• _Extracted information_:
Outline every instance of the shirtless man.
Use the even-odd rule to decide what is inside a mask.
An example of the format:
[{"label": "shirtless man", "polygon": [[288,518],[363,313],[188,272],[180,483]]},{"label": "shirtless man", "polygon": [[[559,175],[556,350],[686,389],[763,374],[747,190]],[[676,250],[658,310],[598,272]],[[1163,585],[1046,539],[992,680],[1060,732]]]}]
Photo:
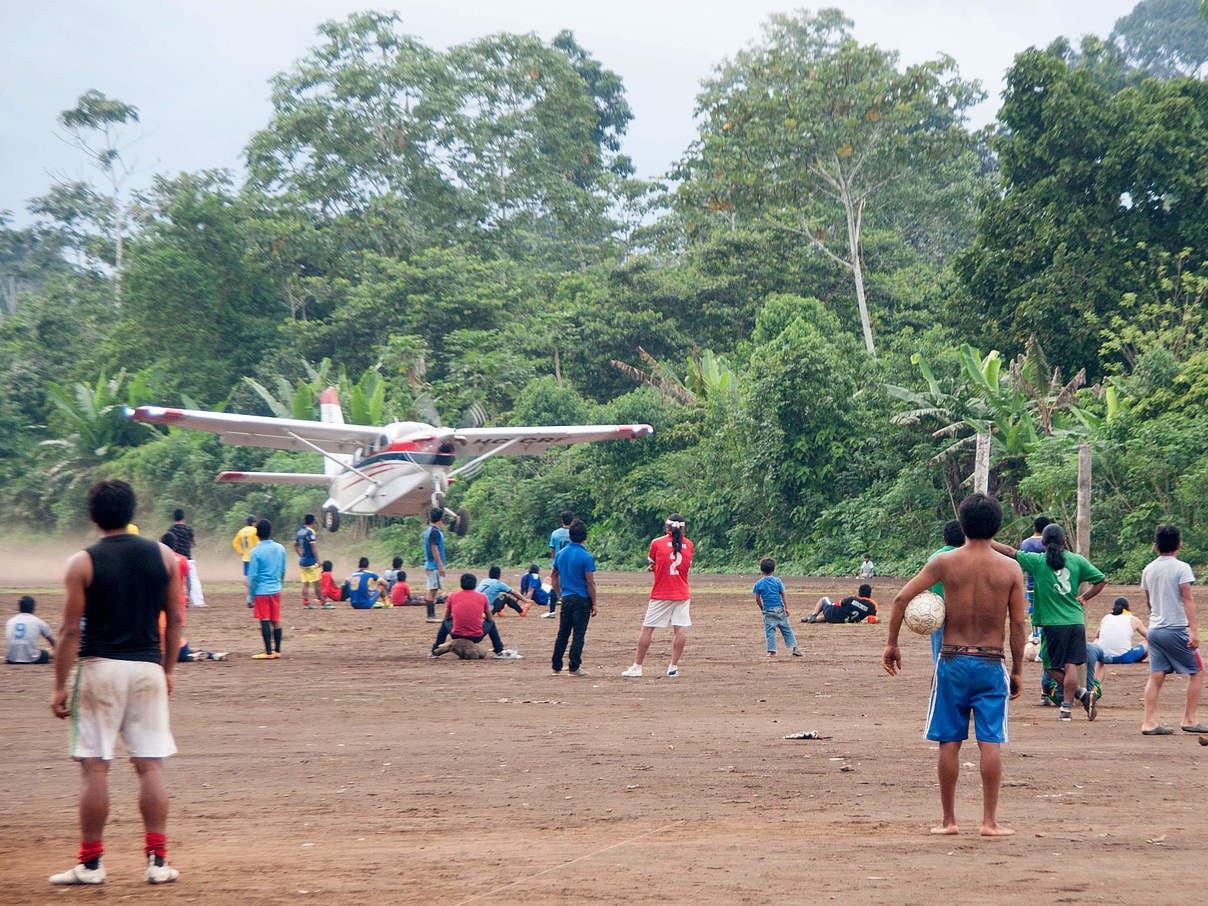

• _Work task_: Copy the entries above exactly, but only from the line holding "Use the even-odd" through the line holding "An example of", both included.

• _Exercise result_:
Use the even-odd rule to decide what is inside a mask.
An example of the format:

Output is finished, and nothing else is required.